--- Listed records ---

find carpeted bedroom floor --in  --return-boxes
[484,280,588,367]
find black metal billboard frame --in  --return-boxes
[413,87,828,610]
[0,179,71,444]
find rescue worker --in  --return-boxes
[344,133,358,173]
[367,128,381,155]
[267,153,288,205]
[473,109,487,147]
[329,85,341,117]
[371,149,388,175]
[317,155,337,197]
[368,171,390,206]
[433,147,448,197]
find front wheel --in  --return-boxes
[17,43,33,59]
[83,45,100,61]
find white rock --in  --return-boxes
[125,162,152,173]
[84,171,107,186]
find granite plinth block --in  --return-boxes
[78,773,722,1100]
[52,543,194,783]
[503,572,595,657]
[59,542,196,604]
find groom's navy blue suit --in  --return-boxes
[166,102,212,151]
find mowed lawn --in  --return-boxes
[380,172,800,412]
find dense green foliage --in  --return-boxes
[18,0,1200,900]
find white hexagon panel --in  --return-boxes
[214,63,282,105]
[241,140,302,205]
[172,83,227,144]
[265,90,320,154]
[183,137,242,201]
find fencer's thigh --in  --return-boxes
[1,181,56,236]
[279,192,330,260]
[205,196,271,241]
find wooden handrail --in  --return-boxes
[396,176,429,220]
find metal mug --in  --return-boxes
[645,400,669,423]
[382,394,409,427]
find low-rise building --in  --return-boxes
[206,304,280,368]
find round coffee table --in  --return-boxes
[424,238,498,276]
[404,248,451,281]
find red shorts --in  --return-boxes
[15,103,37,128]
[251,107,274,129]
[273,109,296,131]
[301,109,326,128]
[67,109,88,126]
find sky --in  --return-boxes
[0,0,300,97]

---

| Required task |
State how many lines in the records above contain the string "metal", treating case as significant. Reply with the number alone.

| Answer |
2